▶ SET EXERCISE:
Could you copy out the lines between the one holding "Trace the outline of every instance of the long" and the one holding "37], [163, 41]]", inclusive, adding 146 to every vertex coordinate in the outlines and reproducing nothing outside that span?

▶ DATASET ENTRIES:

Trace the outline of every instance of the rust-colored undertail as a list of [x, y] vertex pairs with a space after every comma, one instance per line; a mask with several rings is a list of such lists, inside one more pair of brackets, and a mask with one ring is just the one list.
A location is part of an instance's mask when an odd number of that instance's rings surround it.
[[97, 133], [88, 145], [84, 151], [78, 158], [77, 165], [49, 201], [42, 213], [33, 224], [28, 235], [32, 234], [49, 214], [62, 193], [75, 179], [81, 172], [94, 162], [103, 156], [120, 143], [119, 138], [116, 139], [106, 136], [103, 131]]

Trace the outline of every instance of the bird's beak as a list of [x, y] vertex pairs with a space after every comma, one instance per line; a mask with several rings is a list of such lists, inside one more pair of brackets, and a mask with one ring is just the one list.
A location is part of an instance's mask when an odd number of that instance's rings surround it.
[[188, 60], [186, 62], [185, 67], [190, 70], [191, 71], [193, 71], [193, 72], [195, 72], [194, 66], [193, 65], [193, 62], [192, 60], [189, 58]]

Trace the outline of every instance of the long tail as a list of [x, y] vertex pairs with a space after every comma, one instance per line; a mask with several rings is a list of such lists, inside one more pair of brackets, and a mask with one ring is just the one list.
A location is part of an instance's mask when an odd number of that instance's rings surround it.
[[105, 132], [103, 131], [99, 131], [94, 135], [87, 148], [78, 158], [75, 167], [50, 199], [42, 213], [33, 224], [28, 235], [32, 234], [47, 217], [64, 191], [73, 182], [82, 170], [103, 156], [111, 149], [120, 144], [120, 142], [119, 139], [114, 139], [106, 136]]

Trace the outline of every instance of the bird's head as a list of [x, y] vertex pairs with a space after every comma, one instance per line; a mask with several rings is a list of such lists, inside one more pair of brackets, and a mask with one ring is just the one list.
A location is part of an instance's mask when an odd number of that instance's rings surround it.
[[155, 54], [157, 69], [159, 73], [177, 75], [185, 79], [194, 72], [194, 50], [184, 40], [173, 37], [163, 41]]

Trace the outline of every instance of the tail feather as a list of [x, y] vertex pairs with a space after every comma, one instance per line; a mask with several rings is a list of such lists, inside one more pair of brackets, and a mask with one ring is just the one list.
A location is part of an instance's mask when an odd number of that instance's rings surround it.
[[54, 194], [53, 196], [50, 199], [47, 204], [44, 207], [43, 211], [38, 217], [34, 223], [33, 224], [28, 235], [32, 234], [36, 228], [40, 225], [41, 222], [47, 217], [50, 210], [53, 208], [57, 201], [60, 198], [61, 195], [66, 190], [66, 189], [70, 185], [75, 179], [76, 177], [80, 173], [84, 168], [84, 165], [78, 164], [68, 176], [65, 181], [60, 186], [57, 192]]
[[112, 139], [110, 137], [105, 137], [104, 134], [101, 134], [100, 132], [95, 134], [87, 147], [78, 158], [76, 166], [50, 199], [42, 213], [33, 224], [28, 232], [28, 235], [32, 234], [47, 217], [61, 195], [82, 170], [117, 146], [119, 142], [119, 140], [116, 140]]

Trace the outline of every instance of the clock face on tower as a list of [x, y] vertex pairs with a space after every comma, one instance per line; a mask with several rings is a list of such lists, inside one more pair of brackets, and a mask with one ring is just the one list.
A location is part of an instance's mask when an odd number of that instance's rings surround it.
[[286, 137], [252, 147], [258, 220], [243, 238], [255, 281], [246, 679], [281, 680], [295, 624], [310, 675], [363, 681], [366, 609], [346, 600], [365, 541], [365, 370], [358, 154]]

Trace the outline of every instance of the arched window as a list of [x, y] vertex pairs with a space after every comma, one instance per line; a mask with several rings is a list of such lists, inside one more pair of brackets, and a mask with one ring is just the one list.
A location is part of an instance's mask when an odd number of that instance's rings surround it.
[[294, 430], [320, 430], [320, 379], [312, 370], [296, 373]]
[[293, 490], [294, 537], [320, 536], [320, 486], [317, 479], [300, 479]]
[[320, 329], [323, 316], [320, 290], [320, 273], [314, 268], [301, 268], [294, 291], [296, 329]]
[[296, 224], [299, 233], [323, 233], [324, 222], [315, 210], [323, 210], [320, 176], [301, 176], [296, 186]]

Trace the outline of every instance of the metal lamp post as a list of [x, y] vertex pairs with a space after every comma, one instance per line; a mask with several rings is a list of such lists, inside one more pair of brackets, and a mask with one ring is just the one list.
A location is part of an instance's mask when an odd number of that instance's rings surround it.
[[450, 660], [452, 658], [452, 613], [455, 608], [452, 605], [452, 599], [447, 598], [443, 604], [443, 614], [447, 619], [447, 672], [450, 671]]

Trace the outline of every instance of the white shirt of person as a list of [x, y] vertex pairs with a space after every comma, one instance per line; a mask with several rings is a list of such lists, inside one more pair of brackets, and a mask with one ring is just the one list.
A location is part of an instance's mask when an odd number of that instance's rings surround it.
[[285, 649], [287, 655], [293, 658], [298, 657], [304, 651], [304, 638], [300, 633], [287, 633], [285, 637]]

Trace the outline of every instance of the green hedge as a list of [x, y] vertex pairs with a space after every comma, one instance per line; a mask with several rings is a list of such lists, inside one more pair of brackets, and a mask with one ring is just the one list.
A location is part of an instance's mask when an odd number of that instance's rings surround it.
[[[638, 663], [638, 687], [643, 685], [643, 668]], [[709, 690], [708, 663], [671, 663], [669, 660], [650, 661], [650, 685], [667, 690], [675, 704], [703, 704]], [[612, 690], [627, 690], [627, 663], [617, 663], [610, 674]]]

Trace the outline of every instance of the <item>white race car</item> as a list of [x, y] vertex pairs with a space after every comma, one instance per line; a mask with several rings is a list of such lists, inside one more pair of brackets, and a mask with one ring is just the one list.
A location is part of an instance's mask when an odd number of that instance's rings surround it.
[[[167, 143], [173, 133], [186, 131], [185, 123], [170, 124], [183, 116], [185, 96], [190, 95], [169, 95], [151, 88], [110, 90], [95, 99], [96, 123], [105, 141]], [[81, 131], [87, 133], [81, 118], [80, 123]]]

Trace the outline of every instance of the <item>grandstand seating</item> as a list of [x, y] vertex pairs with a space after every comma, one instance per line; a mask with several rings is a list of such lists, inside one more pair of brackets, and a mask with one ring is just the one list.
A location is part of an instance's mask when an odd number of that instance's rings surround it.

▶ IN RESPONSE:
Trace the outline of every instance of the long tail as a list of [x, y] vertex pairs with a space after every comma, one instance per line; a mask with several rings is a list of such lists, inside one more pair of brackets, and a mask with one ring is just the one list.
A location is part of an instance's mask when an odd number of that instance's rings surround it.
[[251, 278], [249, 277], [245, 277], [240, 281], [233, 294], [224, 304], [221, 313], [196, 345], [188, 359], [179, 370], [174, 381], [178, 380], [193, 363], [210, 337], [219, 328], [228, 316], [249, 302], [257, 295], [266, 290], [266, 288], [265, 285], [260, 285], [252, 282]]

Trace the outline of every instance of the bird's head as a list of [x, y] vertex pairs with a space after every comma, one instance per line; a mask with several rings is a list of such lists, inside one more pair of brackets, and a mask with one ring is just the one list.
A location is part of an instance's mask when an odd number of that instance's rings surround it.
[[301, 200], [303, 215], [305, 219], [323, 221], [331, 225], [340, 218], [340, 196], [330, 186], [319, 183], [309, 187]]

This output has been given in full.